→ GIVEN EXERCISE
Reproduce every one of the following records word for word, keeping each line unchanged.

-- Start of RECORDED INFORMATION --

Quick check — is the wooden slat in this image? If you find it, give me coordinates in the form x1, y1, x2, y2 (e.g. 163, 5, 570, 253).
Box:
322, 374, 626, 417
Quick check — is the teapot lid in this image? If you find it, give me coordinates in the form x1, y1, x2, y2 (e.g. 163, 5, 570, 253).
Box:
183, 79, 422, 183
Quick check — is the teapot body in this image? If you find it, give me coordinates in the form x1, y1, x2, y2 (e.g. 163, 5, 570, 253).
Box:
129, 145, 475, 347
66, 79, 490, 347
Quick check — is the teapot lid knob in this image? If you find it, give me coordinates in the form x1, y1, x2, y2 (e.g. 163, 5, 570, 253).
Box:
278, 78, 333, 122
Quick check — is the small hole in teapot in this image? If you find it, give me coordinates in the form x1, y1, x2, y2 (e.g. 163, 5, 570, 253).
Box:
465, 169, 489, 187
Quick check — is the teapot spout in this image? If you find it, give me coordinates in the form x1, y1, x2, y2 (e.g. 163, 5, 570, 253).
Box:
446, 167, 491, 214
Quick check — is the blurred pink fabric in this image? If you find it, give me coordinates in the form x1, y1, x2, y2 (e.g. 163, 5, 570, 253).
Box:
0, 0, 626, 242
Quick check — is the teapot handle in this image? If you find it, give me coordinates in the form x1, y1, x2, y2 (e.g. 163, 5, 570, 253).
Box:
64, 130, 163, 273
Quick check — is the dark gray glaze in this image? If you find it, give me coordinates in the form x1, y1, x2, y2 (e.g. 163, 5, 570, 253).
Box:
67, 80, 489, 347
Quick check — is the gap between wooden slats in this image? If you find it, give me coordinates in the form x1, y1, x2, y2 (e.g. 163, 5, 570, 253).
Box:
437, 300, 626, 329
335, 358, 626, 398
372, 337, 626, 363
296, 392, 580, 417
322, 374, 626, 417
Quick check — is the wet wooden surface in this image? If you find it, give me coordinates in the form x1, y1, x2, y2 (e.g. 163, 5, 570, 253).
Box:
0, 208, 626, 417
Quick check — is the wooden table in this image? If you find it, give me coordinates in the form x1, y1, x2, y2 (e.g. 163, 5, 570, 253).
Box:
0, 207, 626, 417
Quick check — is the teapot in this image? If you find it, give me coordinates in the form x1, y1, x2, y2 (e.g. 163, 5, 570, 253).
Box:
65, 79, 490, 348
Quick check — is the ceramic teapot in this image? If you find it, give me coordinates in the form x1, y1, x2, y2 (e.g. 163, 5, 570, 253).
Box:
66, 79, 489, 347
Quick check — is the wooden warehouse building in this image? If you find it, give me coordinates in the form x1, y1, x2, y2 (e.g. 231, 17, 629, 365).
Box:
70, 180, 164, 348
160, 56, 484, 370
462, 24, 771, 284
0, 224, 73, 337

-- End of RECORDED INFORMATION --

→ RESPONSE TO THIS EXERCISE
Quick check — is the wooden slat in this image? If you find it, give me coordinates in the form x1, y1, x2, y2 (e.g. 163, 5, 570, 253).
Box:
322, 374, 626, 417
Quick check — is the teapot lid in this image? If you find it, give me coordinates in the form x1, y1, x2, y2 (e.g. 163, 5, 570, 253).
Box:
183, 79, 422, 183
Quick check — is the teapot body in this image? If you find it, give me coordinates in the form x1, y1, x2, y2 (e.g. 163, 5, 570, 253).
Box:
129, 145, 475, 347
66, 79, 490, 347
Quick check — is the teapot lid knob in this image? If you find it, give me coordinates in the form x1, y1, x2, y2 (e.g. 163, 5, 570, 253).
Box:
278, 78, 333, 122
Quick check — is the small hole in teapot in this image? If you find it, give me coordinates in the form x1, y1, x2, y2 (e.g. 163, 5, 570, 253).
Box:
465, 169, 489, 187
Quick check — is the teapot spout in this image? If you find it, give me coordinates in the form x1, y1, x2, y2 (e.g. 163, 5, 570, 253).
Box:
446, 167, 491, 214
Quick check — is the blurred pink fabric in this image? If you find it, give me coordinates in the form x1, y1, x2, y2 (e.g. 163, 5, 570, 253).
Box:
0, 0, 626, 242
Quick check — is the teapot handle in this image? If you find it, give me coordinates in the form x1, y1, x2, y2 (e.g. 163, 5, 570, 253).
Box:
64, 130, 163, 273
Quick check — is the dark gray glaze in this image? If you find it, give me coordinates in the form x1, y1, x2, y2 (e.g. 163, 5, 570, 253).
Box:
67, 80, 489, 347
Quick check — is the gap between wooden slats in this image? If you find it, give me coordinates in the form x1, y1, x2, y2 (e.g. 163, 5, 570, 253).
Box:
437, 300, 626, 329
335, 358, 626, 398
372, 337, 626, 363
296, 392, 580, 417
322, 374, 626, 417
Quick check — is the wet wooden surface in this image? If you find it, give me coordinates in the form x1, y1, x2, y2 (e.g. 163, 5, 570, 253).
Box:
0, 208, 626, 417
Quick check — is the wooden table in this image? If you find it, give me coordinates in the form x1, y1, x2, y2 (e.g. 163, 5, 570, 253).
Box:
0, 207, 626, 417
Quick check — is the teapot in this image? If you find it, give me coordinates in the form x1, y1, x2, y2 (e.g. 163, 5, 570, 253).
Box:
65, 79, 490, 348
Quick check — is the ceramic teapot in this image? If you find it, give me coordinates in the form x1, y1, x2, y2 (e.g. 163, 5, 570, 253).
Box:
66, 79, 489, 347
Quick check — is the wooden warehouse building in this image? If you find it, give me coordinates in the form x1, y1, x2, y2 (e.g. 231, 17, 629, 365).
Box:
70, 180, 164, 348
160, 56, 484, 370
462, 24, 771, 284
0, 224, 73, 337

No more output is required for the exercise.